● **What to produce**:
Print, word for word, the stretch of the football game preview starting at "Mean Green vs." and ending at "Tulane, 1 (2013)".

● **Passage for review**:

____

Mean Green vs. Green Wave on a green field. Which team winds up in greener pastures Saturday?

NCAA Football: Tulane at Memphis Petre Thomas-USA TODAY Sports

Game notes

  • Time and date: Saturday, October 21 at 3:30 p.m. ET
  • Network: ESPN2
  • Location: Yulman Stadium — New Orleans, LA
  • Spread: Tulane (-20)
  • Over/under: 63
  • All-time series: Tulane leads, 1-0
  • Last meeting: Tulane 24, North Texas 21 — October 5, 2013
  • Current streak: Tulane, 1 (2013)

Setting the scene

It’s not easy being green? Depends who you ask.

Saturday’s matchup between the Green Wave and Mean Green features one team in the rankings and another fighting for bowl eligibility in a new conference.

____

● **Dataset excerpt**:
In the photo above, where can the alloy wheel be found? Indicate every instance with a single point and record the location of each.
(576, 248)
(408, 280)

____

● **Response**:
Mean Green vs. Green Wave on a green field. Which team winds up in greener pastures Saturday?

NCAA Football: Tulane at Memphis Petre Thomas-USA TODAY Sports

Game notes

  • Time and date: Saturday, October 21 at 3:30 p.m. ET
  • Network: ESPN2
  • Location: Yulman Stadium — New Orleans, LA
  • Spread: Tulane (-20)
  • Over/under: 63
  • All-time series: Tulane leads, 1-0
  • Last meeting: Tulane 24, North Texas 21 — October 5, 2013
  • Current streak: Tulane, 1 (2013)